§ Trecho fornecido
※ ※ ※

Quadro crítico nas políticas de comunicação e cultura digital é resultado das opções do Governo Federal

18 meses após a posse de Dilma Rousseff, o Governo Federal demonstra que já fez as opções estratégicas na construção das políticas de comunicação e cultura digital. Lamentavelmente, essas opções não estão pautadas pela perspectiva da garantia de direitos. Isso fica claro quando vemos que programas estratégicos, como os telecentros e os pontos de cultura, correm o risco de serem descontinuados. Também o Programa Nacional de Banda Larga tem sido construído a partir de uma aliança com as grandes empresas do setor, com graves prejuízos ao interesse público. Essas opções, aliás, têm sido a marca principal das políticas nessa área: privilegia-se a lógica de mercado e de ampliação do consumo, sem estabelecer uma perspectiva de garantia de direitos.

Da mesma forma, o Brasil segue com um extraordinário atraso em relação à legislação sobre o setor. A iniciativa de construção de um novo marco regulatório das comunicações tem sido seguidamente adiada. O Código Brasileiro de Telecomunicações completa 50 anos em agosto, e está longe de dialogar com a realidade das mudanças tecnológicas, da convergência de mídias e, sobretudo, da necessidade de garantia da liberdade de expressão do conjunto da população brasileira.

Mais preocupante é o cenário das telecomunicações e inclusão digital. No PNBL, não se trata o acesso à internet em banda larga como direito do cidadão, e tem sido frequentes declarações de membros do governo que reforçam uma lógica de tratamento diferenciado de cidadãos brasileiros em função da região em que habitam. Moradores da região Norte e das áreas rurais são, muitas vezes, convidados a se conformar a uma situação de acesso mais caro e de pior qualidade, o que é inadmissível.

Esse quadro confirma que a massificação proposta pelo Governo não dá resposta à necessidade de tratamento isonômico entre os consumidores de alta e baixa renda, e entre as cinco regiões do Brasil. Reivindicamos a universalização do serviço, que é a garantia legal de direitos iguais para todos e todas.

Por sua vez, o debate sobre o regime de prestação de serviços da banda larga e sobre o fim das concessões de telefonia fixa tem sido feito sem referência a um projeto estratégico de telecomunicações, e há o risco de decisões do Governo Federal implicarem numa doação de mais de R$ 60 bilhões em bens públicos para as atuais concessionárias de telefonia, colocando em risco a estrutura pública de telecomunicações.

Os problemas que persistem sobre as políticas públicas de banda larga também se dão sobre o programa de cidades digitais. As contribuições da sociedade civil feitas à consulta pública foram desconsideradas, e a gestão do programa poderá ser entregue às empresas de telecomunicações para exploração comercial. Também as lan houses, alvo de promessas de campanha, seguem sem qualquer ação ou sequer diálogo com o Governo Federal.

※ ※ ※

§ Objetivo da tarefa
Você consegue prolongar o texto acima, sobre as políticas de comunicação e cultura digital do Governo Federal, começando logo depois da última frase?

※ ※ ※

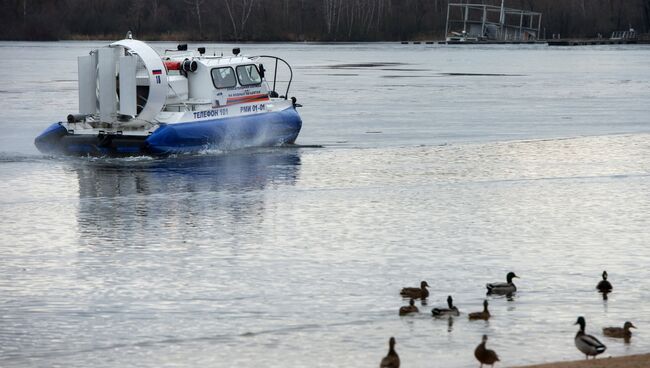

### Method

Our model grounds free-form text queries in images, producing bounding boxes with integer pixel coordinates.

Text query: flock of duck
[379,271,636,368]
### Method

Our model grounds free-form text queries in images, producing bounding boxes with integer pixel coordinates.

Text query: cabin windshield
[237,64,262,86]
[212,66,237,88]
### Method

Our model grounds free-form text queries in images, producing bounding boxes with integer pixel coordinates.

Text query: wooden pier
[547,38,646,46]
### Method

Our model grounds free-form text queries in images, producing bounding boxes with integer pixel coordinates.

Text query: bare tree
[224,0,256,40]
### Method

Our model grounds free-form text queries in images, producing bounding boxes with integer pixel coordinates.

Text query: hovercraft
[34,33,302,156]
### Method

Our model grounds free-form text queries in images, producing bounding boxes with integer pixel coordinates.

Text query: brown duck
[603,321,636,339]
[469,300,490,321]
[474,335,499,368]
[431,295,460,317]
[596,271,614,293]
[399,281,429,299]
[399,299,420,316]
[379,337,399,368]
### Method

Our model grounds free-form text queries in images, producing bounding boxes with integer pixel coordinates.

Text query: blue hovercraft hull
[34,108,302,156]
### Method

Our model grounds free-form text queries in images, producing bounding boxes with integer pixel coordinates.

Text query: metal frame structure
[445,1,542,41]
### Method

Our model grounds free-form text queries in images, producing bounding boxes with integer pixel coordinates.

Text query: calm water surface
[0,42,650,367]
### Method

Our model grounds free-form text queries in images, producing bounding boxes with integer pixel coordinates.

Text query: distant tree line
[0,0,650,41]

※ ※ ※

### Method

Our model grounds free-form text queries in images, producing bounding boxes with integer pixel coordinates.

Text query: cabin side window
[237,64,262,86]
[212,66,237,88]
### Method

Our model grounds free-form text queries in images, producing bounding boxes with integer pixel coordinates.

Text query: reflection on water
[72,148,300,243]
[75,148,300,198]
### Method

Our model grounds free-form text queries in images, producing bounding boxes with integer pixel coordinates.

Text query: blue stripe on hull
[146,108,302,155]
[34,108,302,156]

※ ※ ※

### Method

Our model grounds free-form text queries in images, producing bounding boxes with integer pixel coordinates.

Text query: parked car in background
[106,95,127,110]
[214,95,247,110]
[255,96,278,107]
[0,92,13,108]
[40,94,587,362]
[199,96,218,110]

※ ※ ※

§ Resposta do exercício
Inclusão digital sob risco
A última década assistiu a uma organização da sociedade civil em prol da inclusão digital, iniciando um movimento que reuniu todos os setores sociais, todas as esferas de governo, iniciativa privada, fundações, universidades e terceiro setor.

Em eventos organizados conjuntamente pelo Governo Federal e pela sociedade civil, foi constante a reivindicação de uma centralização das iniciativas de inclusão digital em torno de uma secretaria dedicada ao tema. Ressaltava-se também a ausência de uma formação continuada para os agentes de inclusão digital que atuam nos espaços comunitários dos telecentros de todo Brasil.

Com a compreensão da importância desse movimento e dessas políticas públicas, a Presidência da República possibilitou, em 2010, o nascimento do programa Telecentros.BR e em 2011, a Secretaria de Inclusão Digital em que foi abrigado o Programa.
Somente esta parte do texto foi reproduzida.